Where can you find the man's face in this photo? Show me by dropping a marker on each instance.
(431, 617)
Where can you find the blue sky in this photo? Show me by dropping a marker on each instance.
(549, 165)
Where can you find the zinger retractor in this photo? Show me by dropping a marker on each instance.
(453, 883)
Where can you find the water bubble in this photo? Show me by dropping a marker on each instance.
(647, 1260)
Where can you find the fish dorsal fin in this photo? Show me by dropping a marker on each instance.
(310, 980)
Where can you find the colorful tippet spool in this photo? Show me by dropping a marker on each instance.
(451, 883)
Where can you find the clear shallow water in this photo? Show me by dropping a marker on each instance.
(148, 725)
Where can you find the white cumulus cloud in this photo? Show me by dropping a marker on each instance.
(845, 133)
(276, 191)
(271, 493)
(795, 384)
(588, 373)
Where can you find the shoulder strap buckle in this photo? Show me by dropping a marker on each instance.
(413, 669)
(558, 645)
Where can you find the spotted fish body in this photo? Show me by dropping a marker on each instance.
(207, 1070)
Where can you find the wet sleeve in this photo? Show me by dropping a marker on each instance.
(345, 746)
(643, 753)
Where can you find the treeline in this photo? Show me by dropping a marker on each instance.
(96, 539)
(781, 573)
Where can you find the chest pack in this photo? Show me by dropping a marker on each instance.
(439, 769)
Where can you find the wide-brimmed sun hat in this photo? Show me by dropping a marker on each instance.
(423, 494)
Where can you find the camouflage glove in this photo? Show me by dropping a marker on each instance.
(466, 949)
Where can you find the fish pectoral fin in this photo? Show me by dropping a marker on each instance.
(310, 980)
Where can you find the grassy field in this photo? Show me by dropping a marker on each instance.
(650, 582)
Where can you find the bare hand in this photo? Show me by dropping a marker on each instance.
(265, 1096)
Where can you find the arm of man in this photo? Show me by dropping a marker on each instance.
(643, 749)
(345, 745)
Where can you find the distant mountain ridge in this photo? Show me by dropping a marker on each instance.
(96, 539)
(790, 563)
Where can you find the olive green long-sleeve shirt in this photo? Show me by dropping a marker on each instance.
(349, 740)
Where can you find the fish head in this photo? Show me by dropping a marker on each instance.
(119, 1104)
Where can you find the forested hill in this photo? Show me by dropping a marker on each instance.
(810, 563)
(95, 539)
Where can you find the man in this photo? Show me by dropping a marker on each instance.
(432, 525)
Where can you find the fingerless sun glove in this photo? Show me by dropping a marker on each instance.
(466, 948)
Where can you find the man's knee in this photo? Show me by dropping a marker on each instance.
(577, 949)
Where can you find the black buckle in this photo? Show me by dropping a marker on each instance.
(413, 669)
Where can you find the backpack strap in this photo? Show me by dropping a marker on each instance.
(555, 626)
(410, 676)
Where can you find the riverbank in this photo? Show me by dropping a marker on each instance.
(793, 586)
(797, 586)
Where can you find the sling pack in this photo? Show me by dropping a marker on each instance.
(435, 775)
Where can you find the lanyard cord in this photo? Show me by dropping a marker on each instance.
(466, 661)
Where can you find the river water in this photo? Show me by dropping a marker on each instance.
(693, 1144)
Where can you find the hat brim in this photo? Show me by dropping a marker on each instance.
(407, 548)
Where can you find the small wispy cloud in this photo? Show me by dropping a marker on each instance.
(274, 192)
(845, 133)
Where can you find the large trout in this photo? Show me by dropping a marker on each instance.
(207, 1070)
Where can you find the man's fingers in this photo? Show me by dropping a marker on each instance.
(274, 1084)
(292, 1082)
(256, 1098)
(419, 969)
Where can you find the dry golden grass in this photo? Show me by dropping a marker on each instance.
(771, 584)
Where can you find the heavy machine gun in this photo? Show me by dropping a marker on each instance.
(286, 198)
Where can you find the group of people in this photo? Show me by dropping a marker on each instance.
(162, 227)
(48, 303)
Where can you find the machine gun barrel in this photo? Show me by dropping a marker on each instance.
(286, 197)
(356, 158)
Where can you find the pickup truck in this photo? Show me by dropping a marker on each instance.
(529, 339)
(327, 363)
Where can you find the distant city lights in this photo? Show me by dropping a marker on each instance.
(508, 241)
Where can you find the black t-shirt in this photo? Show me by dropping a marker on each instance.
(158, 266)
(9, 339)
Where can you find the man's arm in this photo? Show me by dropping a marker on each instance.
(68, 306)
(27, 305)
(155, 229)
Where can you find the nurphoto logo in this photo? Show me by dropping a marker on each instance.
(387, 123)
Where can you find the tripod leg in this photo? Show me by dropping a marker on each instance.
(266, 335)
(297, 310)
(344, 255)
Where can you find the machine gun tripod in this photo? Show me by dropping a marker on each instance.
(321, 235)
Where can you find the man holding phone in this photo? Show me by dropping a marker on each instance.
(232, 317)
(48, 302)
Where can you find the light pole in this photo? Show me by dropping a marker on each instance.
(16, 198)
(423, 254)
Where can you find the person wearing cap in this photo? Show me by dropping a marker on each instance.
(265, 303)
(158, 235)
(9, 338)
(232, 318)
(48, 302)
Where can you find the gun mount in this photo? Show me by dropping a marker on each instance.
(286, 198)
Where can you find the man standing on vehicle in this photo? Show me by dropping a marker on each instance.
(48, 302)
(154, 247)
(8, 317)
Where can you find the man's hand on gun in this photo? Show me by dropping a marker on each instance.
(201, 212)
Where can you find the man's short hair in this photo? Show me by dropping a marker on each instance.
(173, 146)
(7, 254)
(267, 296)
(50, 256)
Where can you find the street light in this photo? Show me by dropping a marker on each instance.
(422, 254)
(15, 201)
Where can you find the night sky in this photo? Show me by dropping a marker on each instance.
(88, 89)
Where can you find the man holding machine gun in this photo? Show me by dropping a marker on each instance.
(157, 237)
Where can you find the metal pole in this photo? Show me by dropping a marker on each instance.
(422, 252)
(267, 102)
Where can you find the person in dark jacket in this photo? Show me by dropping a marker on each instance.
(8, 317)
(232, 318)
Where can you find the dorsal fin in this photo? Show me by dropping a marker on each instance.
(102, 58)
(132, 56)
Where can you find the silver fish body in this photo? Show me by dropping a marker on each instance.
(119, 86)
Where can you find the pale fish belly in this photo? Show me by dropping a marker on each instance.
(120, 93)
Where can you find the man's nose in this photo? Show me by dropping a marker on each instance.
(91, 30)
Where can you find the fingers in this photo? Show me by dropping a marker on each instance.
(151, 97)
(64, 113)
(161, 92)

+++++

Task description: All of the material must be given again without any change.

Reply to the task:
Where can you find the man's face in this photo? Show me by dropping a marker on each instance.
(431, 617)
Where can you find the blue sky in this photo? Show me by dropping a marker on each instance.
(549, 165)
Where can you find the zinger retractor in this photo? Show me by dropping a marker on each instance.
(453, 883)
Where can you find the water bubble in this photo? Show me by dropping a marker on each instance.
(647, 1260)
Where can you find the fish dorsal fin in this photo? Show me by dropping a marker on each instance.
(310, 980)
Where can you find the colorful tippet spool in this photo? Show me by dropping a marker on each instance.
(451, 883)
Where can you find the clear shallow water in this photo? Show me by dropping a marker on each instance.
(148, 725)
Where can you find the white cumulus cloud in this photo? Show me by dropping a marker on each instance.
(845, 133)
(276, 191)
(271, 493)
(795, 384)
(588, 373)
Where can you find the shoulder strap buckle in this photo? Show me by dropping a marker on each instance.
(413, 669)
(558, 645)
Where can you find the spotted fish body in this photo? Show me by dropping a marker on each instance.
(207, 1070)
Where can you find the wet sleeve in this photo? Show me by dropping a marker on each instance.
(345, 746)
(643, 753)
Where can you find the treeline in this photo? Show me by dropping a marker on each instance.
(96, 539)
(781, 573)
Where can you find the chest pack in this photo? Show me by dropping a marker on each instance.
(439, 769)
Where can you find the wide-brimmed sun hat in this photo? Show me by dropping a marker on each instance.
(423, 494)
Where can you find the camouflage glove in this photo? Show me by dropping a marker on each instance.
(466, 949)
Where can you find the fish pectoral fin in this photo? Show me by dropping a marker on each instance.
(310, 980)
Where can you find the grassy field in this photo? Show me by dropping a marker on each instance.
(650, 582)
Where can you find the bare hand in this photo? Show me by dropping a marker on each instance.
(265, 1096)
Where can you find the arm of man in this photo? Show me by dropping a marker on each instance.
(643, 749)
(345, 745)
Where can you find the distant mountain ridge in this photo? Show me by dropping a marker on each instance.
(96, 539)
(790, 563)
Where can you find the olive green long-sleeve shirt in this photo? Show me by dropping a marker on each instance.
(349, 740)
Where can you find the fish head in this photo? Show me by dropping a marker on each instance.
(119, 1104)
Where can you find the forested hill in this photo? Show me by dropping a marker on each instance.
(810, 563)
(95, 539)
Where can you find the man in this photo? Show me by dropping a marker on each instance.
(432, 525)
Where can you find the fingerless sun glove in this photo? Show me by dropping a marker on each instance.
(466, 948)
Where can you find the man's knee in this photo? Show me by dropping a marker on each instance.
(577, 949)
Where can you find the black buckle in this photo? Show me by dropping a marker on each instance.
(413, 669)
Where can you find the backpack strap in this photo? Show me by dropping a marker on each instance.
(555, 626)
(410, 676)
Where can you find the riverbank in this photo? Show me by dropping a marker on each instance.
(793, 586)
(797, 586)
Where can you find the sling pack in this photo? Show me by dropping a marker on each instance.
(435, 775)
Where can you find the lanyard cord in this photo? Show me by dropping a marker on each instance.
(466, 661)
Where can you find the river water in this photo? Show me by dropping a marker on each instance.
(693, 1144)
Where can you find the hat brim in this photo? Show me by dropping a marker on each instance.
(407, 548)
Where can you find the small wispy cloud in this photo? Show me by dropping a marker on each instance.
(274, 192)
(845, 133)
Where can you find the large trout in this photo? Show me by dropping a marker on each instance.
(207, 1070)
Where can you find the man's fingers in this photo? Show me by dropping a marker on each instance.
(274, 1084)
(292, 1082)
(256, 1098)
(419, 969)
Where can you find the dry golden grass in this photo? Show me by dropping a marker on each instance.
(771, 584)
Where can you find the heavy machine gun in this photo? Show me by dropping a marker on each instance.
(286, 198)
Where can you find the group of people in this photo? Show me by dropping a marker on each instance.
(162, 227)
(48, 303)
Where can you find the machine gun barrel in this photo? Show me by dropping a marker on each instance.
(286, 197)
(356, 158)
Where can you find the pickup truck in this photo? Show me by dropping a marker on each instance.
(529, 339)
(327, 363)
Where can you find the distant city lights in this photo? Show me by dropping a marker on each instance.
(508, 241)
Where can you find the black t-shirt in this photo? Show me by dropping a marker on each instance.
(158, 266)
(9, 339)
Where can you find the man's arm in this photo? Show me by dropping a marker on each instance.
(68, 306)
(27, 305)
(155, 229)
Where can you find the nurphoto logo in this photo? Show me by dropping a marker on each instance.
(387, 123)
Where can you find the tripod leg in this photo? Show me by dropping a marker on each instance.
(266, 335)
(297, 310)
(344, 255)
Where can you find the machine gun tripod in this photo? Show me by dropping a marker on each instance.
(321, 235)
Where can you find the man holding phone in this photo? Show me by dropping a marker on each instance.
(232, 317)
(48, 302)
Where can you find the light pole in this photo? Show me by dropping a marker on each instance.
(16, 198)
(423, 254)
Where can you find the person wearing cap in this photo? Show me by dropping a marker on each instance.
(265, 303)
(158, 235)
(9, 338)
(232, 318)
(48, 302)
Where can you find the gun mount in this photo? Show me by dropping a marker on each instance.
(286, 198)
Where can you find the man standing on vehicle in this photo? Show me by dropping a marker on each instance.
(48, 302)
(154, 247)
(8, 317)
Where can you find the man's hand on gun in this photo? Show me by dropping a marker on each instance.
(201, 212)
Where can you find the man's short hair in this photo? Show me by dropping a marker on each instance.
(173, 146)
(7, 254)
(267, 296)
(50, 256)
Where can you find the street light in this photo? Show me by dropping a marker on each instance.
(422, 254)
(15, 201)
Where can you find the night sky in this photo? Show me by dropping a marker on each instance.
(88, 89)
Where can you find the man holding machine gun in this photo? Show me by dropping a marker on each instance.
(157, 237)
Where can you find the metal pole in this photo? Show me by dropping a marker on each instance.
(422, 252)
(267, 102)
Where can you find the person in dark jacket in this photo? Show me by dropping a marker on each instance.
(8, 317)
(232, 318)
Where can you find the dorsal fin in this photo? Show me by dropping a marker on each instance.
(102, 58)
(132, 56)
Where can you find the silver fish body in this photo? Show me by dropping a marker on each instance.
(119, 86)
Where can you find the pale fish belly in this photo? Show me by dropping a marker on each instance.
(120, 93)
Where can you find the man's nose in this photo? Show me by dropping a marker on each instance.
(91, 30)
Where can you find the fingers in this photo? Show me by dropping a marker on each instance.
(151, 97)
(64, 113)
(161, 92)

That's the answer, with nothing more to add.